- [Exercise prompt]: Report each line in the items below that contains the string "decal", treating uppercase and lowercase letters as distinct.
■ ■ ■ ■ ■
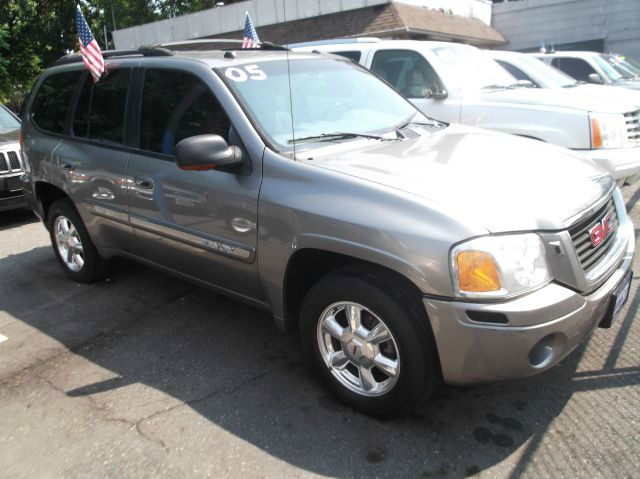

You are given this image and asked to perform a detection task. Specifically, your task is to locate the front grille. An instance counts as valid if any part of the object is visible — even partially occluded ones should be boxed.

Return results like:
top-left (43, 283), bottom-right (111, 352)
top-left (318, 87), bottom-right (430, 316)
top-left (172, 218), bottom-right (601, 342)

top-left (569, 198), bottom-right (618, 273)
top-left (624, 110), bottom-right (640, 144)
top-left (0, 151), bottom-right (22, 173)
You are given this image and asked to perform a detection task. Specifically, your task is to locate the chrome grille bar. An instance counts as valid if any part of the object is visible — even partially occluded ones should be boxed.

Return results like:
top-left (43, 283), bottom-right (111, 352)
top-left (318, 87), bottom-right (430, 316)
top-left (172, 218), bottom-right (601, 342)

top-left (569, 197), bottom-right (618, 274)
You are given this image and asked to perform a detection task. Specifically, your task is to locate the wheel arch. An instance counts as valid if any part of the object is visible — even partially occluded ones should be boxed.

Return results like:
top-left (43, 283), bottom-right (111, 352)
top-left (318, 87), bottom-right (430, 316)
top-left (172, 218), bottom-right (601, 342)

top-left (34, 181), bottom-right (69, 224)
top-left (280, 247), bottom-right (426, 332)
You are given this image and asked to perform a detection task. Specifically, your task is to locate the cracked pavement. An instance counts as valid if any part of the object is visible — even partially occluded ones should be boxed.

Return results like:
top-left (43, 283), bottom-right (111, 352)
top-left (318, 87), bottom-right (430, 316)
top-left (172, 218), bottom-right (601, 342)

top-left (0, 184), bottom-right (640, 478)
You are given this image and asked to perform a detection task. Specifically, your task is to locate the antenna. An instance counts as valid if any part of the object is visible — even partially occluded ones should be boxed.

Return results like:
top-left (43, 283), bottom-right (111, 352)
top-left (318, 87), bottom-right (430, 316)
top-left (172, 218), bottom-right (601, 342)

top-left (282, 0), bottom-right (296, 161)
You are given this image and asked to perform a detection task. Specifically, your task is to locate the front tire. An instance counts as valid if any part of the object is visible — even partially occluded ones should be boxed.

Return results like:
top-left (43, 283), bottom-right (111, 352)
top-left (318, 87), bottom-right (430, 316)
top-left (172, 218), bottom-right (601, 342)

top-left (47, 199), bottom-right (112, 283)
top-left (300, 270), bottom-right (440, 416)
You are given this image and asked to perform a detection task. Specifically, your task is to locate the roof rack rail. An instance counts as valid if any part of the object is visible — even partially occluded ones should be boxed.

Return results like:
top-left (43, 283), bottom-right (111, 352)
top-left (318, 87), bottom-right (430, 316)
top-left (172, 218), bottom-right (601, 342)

top-left (51, 45), bottom-right (175, 66)
top-left (157, 38), bottom-right (288, 51)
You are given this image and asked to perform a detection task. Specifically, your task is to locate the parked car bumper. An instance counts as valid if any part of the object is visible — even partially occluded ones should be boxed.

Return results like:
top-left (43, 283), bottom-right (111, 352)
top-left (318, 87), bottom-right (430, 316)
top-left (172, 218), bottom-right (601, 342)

top-left (424, 223), bottom-right (635, 384)
top-left (582, 147), bottom-right (640, 186)
top-left (0, 174), bottom-right (27, 211)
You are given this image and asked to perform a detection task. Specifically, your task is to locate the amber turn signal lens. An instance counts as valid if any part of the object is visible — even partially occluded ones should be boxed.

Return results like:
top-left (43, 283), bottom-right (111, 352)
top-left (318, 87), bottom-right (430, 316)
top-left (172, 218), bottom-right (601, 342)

top-left (591, 118), bottom-right (602, 148)
top-left (456, 251), bottom-right (501, 293)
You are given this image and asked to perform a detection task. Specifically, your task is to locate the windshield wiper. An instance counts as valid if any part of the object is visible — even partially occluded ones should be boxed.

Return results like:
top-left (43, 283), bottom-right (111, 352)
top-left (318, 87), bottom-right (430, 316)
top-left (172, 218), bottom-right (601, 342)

top-left (287, 131), bottom-right (395, 144)
top-left (482, 80), bottom-right (533, 90)
top-left (562, 80), bottom-right (587, 88)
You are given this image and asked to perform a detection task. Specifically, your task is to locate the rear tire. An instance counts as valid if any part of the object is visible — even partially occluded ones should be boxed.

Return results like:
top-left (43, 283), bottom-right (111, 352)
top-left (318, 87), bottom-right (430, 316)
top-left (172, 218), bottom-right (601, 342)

top-left (47, 199), bottom-right (113, 283)
top-left (300, 269), bottom-right (441, 416)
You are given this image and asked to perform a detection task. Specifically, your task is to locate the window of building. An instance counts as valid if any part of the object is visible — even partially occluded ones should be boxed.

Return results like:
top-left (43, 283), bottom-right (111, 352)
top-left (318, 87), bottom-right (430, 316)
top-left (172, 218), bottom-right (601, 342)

top-left (371, 50), bottom-right (444, 98)
top-left (140, 70), bottom-right (231, 155)
top-left (31, 70), bottom-right (81, 134)
top-left (551, 57), bottom-right (596, 82)
top-left (73, 68), bottom-right (131, 143)
top-left (331, 50), bottom-right (362, 63)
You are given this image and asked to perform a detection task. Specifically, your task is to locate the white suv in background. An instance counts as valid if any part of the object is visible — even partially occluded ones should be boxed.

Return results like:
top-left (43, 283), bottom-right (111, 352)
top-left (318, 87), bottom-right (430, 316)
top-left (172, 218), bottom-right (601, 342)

top-left (292, 39), bottom-right (640, 184)
top-left (533, 52), bottom-right (640, 90)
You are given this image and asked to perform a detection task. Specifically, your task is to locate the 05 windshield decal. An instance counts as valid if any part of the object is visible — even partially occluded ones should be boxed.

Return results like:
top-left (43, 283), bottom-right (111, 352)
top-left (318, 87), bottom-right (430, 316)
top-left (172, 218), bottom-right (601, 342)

top-left (224, 65), bottom-right (267, 82)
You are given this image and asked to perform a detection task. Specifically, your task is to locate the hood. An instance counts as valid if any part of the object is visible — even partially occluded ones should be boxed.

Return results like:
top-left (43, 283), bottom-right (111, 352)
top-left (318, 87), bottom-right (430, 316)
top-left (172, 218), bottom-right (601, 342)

top-left (0, 128), bottom-right (20, 145)
top-left (298, 125), bottom-right (613, 233)
top-left (482, 88), bottom-right (640, 113)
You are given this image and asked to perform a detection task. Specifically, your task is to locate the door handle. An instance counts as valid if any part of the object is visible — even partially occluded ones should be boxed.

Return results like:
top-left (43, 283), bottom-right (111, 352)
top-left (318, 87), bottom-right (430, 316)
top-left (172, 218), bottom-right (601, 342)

top-left (133, 175), bottom-right (153, 190)
top-left (60, 163), bottom-right (76, 171)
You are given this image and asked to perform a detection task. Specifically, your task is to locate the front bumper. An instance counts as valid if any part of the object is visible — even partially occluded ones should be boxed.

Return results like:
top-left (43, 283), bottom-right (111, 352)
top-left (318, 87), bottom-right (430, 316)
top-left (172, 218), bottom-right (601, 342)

top-left (581, 147), bottom-right (640, 186)
top-left (423, 222), bottom-right (635, 384)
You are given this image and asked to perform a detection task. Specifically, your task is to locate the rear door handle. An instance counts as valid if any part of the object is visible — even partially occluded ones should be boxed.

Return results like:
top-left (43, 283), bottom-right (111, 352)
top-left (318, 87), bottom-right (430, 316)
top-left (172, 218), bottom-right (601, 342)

top-left (133, 175), bottom-right (153, 190)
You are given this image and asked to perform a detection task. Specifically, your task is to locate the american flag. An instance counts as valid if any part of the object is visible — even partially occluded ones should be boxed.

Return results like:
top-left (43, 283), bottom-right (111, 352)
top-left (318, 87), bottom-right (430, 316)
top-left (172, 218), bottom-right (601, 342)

top-left (76, 5), bottom-right (104, 82)
top-left (242, 12), bottom-right (260, 48)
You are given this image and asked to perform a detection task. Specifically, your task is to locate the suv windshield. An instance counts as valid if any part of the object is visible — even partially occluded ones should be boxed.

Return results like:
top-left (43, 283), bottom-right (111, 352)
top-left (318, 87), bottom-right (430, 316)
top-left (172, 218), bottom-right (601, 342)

top-left (433, 46), bottom-right (518, 90)
top-left (518, 55), bottom-right (577, 88)
top-left (0, 105), bottom-right (20, 133)
top-left (216, 58), bottom-right (428, 150)
top-left (594, 55), bottom-right (640, 81)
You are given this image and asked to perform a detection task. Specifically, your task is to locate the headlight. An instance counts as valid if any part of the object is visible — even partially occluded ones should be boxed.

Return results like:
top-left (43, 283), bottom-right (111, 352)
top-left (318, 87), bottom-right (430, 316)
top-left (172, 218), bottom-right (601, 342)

top-left (450, 233), bottom-right (551, 299)
top-left (589, 113), bottom-right (627, 148)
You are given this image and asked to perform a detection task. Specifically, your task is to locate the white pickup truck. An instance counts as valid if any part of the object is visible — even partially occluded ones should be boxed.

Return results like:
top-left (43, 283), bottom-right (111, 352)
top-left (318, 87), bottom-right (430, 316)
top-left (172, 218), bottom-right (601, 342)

top-left (291, 39), bottom-right (640, 184)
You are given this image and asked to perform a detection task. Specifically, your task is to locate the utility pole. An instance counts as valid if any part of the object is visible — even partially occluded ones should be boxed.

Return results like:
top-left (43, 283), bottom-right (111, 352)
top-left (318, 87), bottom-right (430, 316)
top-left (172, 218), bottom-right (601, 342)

top-left (111, 2), bottom-right (118, 30)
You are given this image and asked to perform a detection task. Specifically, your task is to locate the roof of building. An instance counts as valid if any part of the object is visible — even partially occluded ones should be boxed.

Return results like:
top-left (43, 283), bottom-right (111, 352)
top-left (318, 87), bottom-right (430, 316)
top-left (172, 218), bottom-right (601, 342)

top-left (208, 3), bottom-right (506, 46)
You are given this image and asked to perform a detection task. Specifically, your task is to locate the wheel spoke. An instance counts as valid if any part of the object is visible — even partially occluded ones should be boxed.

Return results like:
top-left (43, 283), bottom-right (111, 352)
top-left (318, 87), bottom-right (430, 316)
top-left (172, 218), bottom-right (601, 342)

top-left (322, 316), bottom-right (344, 339)
top-left (358, 366), bottom-right (378, 391)
top-left (373, 354), bottom-right (398, 377)
top-left (367, 322), bottom-right (391, 344)
top-left (345, 304), bottom-right (362, 332)
top-left (73, 254), bottom-right (84, 269)
top-left (329, 351), bottom-right (349, 369)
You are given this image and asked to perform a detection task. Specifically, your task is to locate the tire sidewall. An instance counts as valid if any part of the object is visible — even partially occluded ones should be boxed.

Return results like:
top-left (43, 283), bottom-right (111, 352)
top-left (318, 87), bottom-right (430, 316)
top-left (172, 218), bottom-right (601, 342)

top-left (300, 275), bottom-right (436, 416)
top-left (47, 200), bottom-right (100, 283)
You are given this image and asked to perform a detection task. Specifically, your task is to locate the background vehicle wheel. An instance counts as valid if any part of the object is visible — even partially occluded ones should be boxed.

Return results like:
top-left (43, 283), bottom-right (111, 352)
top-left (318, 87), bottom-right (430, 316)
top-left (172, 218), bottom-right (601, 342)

top-left (48, 200), bottom-right (112, 283)
top-left (300, 270), bottom-right (440, 416)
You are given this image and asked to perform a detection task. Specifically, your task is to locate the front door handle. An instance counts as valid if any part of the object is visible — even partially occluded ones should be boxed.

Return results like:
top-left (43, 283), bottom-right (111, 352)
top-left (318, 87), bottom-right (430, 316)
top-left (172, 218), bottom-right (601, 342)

top-left (60, 163), bottom-right (76, 171)
top-left (133, 175), bottom-right (153, 190)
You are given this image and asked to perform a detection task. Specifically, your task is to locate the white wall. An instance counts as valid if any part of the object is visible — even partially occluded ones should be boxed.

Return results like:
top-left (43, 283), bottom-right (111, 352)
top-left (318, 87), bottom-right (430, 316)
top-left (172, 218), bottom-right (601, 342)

top-left (492, 0), bottom-right (640, 59)
top-left (113, 0), bottom-right (491, 49)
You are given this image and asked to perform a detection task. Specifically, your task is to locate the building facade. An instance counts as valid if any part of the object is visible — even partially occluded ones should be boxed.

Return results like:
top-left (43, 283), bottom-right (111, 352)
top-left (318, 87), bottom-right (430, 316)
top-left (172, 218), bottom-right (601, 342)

top-left (113, 0), bottom-right (506, 49)
top-left (492, 0), bottom-right (640, 59)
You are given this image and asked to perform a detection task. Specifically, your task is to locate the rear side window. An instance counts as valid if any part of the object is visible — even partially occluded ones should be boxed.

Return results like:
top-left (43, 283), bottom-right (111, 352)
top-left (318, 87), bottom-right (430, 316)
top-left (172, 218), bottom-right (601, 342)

top-left (331, 51), bottom-right (362, 63)
top-left (496, 60), bottom-right (540, 87)
top-left (140, 69), bottom-right (231, 155)
top-left (73, 69), bottom-right (131, 143)
top-left (371, 50), bottom-right (444, 98)
top-left (551, 57), bottom-right (596, 81)
top-left (31, 70), bottom-right (82, 134)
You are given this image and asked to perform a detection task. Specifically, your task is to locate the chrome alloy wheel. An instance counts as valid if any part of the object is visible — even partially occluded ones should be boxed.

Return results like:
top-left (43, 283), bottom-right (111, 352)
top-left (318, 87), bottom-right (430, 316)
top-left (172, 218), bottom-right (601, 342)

top-left (53, 216), bottom-right (84, 273)
top-left (317, 302), bottom-right (400, 396)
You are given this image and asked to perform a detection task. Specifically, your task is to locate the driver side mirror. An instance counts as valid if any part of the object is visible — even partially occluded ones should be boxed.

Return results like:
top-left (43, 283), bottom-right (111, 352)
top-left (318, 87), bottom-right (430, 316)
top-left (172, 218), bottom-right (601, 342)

top-left (176, 135), bottom-right (242, 171)
top-left (427, 89), bottom-right (449, 100)
top-left (587, 73), bottom-right (604, 85)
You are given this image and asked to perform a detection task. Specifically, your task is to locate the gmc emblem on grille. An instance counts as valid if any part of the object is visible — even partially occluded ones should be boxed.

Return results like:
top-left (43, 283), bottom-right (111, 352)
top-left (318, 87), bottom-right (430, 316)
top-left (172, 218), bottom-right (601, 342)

top-left (589, 213), bottom-right (613, 248)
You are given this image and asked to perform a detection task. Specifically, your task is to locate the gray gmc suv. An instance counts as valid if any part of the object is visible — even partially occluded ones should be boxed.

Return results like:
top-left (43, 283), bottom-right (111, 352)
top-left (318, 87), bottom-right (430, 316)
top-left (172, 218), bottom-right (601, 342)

top-left (22, 43), bottom-right (634, 415)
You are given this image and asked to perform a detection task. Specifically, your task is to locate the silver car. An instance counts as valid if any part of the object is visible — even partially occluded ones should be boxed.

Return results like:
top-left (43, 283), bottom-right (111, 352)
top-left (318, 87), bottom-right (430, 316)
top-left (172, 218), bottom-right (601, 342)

top-left (23, 44), bottom-right (634, 415)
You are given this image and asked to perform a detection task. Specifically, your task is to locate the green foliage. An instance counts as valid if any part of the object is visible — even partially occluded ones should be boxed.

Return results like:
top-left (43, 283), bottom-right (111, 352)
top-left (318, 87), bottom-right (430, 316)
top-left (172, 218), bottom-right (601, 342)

top-left (0, 0), bottom-right (242, 108)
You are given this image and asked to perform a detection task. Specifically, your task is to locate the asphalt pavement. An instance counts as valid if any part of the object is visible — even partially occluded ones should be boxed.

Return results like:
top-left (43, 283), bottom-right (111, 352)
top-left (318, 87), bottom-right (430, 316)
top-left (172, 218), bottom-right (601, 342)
■ ■ ■ ■ ■
- [Solved exercise]:
You are given this image and asked to perform a detection task. Specifically, your task is to locate the 05 windshield decal. An instance counts as valid if any part of the object is visible — even partially occluded ones should be boxed.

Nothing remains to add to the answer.